課題の目的
以下の審査員メッセージの本文を、一字も変えずに全文そのまま返してください。

本文
----

審査員メッセージ
モニカ・ビンチク(米国)
メトロポリタン美術館アジア美術部日本工芸ダイアン・アンド・アーサー・アビー・キュレーター
メトロポリタン美術館アジア美術部日本工芸ダイアン・アンド・アーサー・アビー・キュレーター。彼女は美術館において数多くの展覧会を企画し、その中には「着物スタイル:ジョン・C・ウェバーコレクション」(2022)、「京都―芸術的創造力の都」(2019)、「日本の竹工芸:アビー・コレクション」(2017)、「日本美術の発見:アメリカ人コレクターとメトロポリタン美術館」(2015)がある。日本の工芸と収集歴に関して多数執筆しており、近年では『着物スタイル:江戸の伝統から現代のデザインへ』(メトロポリタン美術館、2022)、『源氏物語:千年の時めき』(メトロポリタン美術館、2019)を手がけている。
メッセージ
技術の熟練度、素材の良さ、高いデザイン感覚といった特別な感性は、工芸の作り手を際立たせる。世界規模での技術知識の流通、新素材の可能性、伝統的手法の再発見など、工芸は新たな課題に直面している。そのキーワードのひとつが「ネットワーキング」であり、芸術領域や社会的実践、ライフスタイルの変化、メディアの存在など、さまざまなつながりがますます創作活動に影響を及ぼしている。世界各地から応募される、刺激的で新鮮な工芸の作品を楽しみにしている。
チョ・ヘヨン(韓国)

----

データ行
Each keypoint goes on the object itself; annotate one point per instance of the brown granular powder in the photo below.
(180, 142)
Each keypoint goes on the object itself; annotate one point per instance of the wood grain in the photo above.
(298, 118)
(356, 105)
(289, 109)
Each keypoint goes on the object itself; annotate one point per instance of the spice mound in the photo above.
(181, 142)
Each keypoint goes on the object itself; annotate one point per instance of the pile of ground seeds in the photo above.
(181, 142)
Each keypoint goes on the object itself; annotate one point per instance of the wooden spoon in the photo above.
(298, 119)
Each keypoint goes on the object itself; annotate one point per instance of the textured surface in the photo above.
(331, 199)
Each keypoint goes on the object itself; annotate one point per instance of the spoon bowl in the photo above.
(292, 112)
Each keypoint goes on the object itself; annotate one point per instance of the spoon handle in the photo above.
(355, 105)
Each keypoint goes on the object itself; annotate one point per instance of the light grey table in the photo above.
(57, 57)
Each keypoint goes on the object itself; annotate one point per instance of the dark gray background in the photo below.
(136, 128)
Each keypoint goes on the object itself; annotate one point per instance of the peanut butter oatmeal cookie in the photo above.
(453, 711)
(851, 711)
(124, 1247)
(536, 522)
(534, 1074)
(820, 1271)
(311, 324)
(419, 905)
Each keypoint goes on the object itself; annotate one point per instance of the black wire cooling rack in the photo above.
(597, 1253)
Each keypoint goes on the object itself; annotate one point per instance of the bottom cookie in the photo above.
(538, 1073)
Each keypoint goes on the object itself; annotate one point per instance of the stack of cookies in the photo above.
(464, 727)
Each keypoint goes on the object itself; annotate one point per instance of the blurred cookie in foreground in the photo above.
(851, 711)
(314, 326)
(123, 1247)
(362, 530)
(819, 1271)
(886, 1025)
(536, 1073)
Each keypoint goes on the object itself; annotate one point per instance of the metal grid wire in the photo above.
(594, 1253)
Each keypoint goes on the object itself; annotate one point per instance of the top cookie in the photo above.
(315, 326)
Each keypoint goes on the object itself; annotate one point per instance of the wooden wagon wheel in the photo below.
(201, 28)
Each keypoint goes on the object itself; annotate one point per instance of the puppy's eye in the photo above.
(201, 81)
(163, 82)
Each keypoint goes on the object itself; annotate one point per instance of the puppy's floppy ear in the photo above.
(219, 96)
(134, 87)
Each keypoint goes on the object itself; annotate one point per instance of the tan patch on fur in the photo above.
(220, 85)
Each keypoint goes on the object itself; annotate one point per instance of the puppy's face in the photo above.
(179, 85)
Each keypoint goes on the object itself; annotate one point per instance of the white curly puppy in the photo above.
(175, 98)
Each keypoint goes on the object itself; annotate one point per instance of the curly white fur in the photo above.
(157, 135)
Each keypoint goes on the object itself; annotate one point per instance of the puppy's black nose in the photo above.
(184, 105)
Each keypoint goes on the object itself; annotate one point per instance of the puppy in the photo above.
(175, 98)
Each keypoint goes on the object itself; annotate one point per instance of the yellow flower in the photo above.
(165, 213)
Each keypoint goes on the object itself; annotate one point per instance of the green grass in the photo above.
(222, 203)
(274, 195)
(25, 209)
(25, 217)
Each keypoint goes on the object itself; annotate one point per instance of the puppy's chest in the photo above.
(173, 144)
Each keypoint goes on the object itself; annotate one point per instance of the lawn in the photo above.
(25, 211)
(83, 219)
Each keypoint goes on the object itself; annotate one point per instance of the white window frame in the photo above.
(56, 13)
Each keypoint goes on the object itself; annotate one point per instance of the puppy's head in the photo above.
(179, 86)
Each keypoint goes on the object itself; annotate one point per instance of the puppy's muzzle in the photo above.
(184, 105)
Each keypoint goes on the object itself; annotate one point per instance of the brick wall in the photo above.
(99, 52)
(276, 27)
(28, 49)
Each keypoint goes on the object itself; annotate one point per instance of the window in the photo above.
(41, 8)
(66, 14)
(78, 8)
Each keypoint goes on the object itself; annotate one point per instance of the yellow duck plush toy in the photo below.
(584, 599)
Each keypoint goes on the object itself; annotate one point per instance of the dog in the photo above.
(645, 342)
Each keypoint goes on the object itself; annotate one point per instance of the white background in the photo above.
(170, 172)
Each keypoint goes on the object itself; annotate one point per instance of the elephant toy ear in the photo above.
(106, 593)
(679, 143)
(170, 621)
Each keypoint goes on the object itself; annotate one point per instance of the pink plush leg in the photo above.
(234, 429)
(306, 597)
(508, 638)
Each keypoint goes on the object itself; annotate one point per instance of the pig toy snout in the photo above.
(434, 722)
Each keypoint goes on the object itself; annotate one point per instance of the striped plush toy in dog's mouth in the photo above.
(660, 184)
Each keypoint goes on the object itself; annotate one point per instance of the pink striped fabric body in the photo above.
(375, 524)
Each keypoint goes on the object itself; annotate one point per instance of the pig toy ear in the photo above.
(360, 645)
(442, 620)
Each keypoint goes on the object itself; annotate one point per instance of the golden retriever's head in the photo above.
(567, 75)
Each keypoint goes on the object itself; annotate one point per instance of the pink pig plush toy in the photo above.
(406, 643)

----

回答
審査員メッセージ
モニカ・ビンチク(米国)
メトロポリタン美術館アジア美術部日本工芸ダイアン・アンド・アーサー・アビー・キュレーター
メトロポリタン美術館アジア美術部日本工芸ダイアン・アンド・アーサー・アビー・キュレーター。彼女は美術館において数多くの展覧会を企画し、その中には「着物スタイル:ジョン・C・ウェバーコレクション」(2022)、「京都―芸術的創造力の都」(2019)、「日本の竹工芸:アビー・コレクション」(2017)、「日本美術の発見:アメリカ人コレクターとメトロポリタン美術館」(2015)がある。日本の工芸と収集歴に関して多数執筆しており、近年では『着物スタイル:江戸の伝統から現代のデザインへ』(メトロポリタン美術館、2022)、『源氏物語:千年の時めき』(メトロポリタン美術館、2019)を手がけている。
メッセージ
技術の熟練度、素材の良さ、高いデザイン感覚といった特別な感性は、工芸の作り手を際立たせる。世界規模での技術知識の流通、新素材の可能性、伝統的手法の再発見など、工芸は新たな課題に直面している。そのキーワードのひとつが「ネットワーキング」であり、芸術領域や社会的実践、ライフスタイルの変化、メディアの存在など、さまざまなつながりがますます創作活動に影響を及ぼしている。世界各地から応募される、刺激的で新鮮な工芸の作品を楽しみにしている。
チョ・ヘヨン(韓国)